**Given problem**. Rewrite everything below from the line containing "Within this frame, in what area is the dark textured" down to the line containing "[367,229,390,242]", both included, keeping the request lines and shifting every box coordinate in the answers up by 100. Leave all other items out.

**Rows**.

::::

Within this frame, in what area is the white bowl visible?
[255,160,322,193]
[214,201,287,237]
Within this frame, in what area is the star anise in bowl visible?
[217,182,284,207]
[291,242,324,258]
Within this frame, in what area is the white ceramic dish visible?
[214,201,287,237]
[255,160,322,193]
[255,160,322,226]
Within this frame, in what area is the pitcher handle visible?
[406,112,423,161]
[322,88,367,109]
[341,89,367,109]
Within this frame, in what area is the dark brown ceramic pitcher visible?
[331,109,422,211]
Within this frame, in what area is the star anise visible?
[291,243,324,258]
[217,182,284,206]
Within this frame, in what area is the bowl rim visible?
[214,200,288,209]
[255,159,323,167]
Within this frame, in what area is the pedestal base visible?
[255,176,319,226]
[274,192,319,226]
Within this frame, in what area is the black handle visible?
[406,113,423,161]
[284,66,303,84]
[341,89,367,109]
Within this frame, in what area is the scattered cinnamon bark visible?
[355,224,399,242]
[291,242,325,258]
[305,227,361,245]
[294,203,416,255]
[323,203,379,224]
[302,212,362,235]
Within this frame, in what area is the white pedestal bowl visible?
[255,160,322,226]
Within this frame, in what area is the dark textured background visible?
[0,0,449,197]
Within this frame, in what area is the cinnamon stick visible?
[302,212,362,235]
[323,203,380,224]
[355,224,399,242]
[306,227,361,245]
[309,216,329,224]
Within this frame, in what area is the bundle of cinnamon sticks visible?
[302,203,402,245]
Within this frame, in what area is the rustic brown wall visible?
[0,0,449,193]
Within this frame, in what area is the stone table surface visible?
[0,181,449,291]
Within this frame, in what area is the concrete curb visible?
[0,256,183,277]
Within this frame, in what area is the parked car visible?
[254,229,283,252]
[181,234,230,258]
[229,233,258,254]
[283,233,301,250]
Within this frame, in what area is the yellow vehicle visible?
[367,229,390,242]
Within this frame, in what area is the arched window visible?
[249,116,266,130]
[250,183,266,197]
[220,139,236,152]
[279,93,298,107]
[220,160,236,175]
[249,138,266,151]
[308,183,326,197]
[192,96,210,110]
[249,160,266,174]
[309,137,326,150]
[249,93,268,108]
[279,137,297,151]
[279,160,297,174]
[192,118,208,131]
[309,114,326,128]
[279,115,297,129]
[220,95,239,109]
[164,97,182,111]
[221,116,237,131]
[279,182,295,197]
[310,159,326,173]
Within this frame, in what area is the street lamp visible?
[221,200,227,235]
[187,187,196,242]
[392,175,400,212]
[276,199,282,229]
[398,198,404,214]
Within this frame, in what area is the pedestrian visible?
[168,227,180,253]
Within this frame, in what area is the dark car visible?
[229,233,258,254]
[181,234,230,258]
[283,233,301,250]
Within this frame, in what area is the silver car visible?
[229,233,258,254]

::::

**Reply**.
Within this frame, in what area is the dark textured background visible?
[100,100,549,297]
Within this frame, in what area is the cinnamon stick visible?
[402,312,462,335]
[423,303,480,324]
[455,324,499,342]
[406,327,461,345]
[409,316,429,324]
Within this frame, in what area is the bundle of cinnamon sticks visible?
[402,303,502,345]
Within this frame, in what area is the rustic brown wall visible?
[100,100,549,293]
Within this frame, in what area is the stone table surface visible?
[100,281,549,391]
Within this frame, in what area is the concrete curb visible?
[100,356,283,377]
Within this frame, in what area is the parked car visible?
[354,329,383,352]
[281,334,330,358]
[329,333,358,354]
[383,333,401,350]
Within this frame, in what area is the yellow vehicle visible?
[467,329,490,342]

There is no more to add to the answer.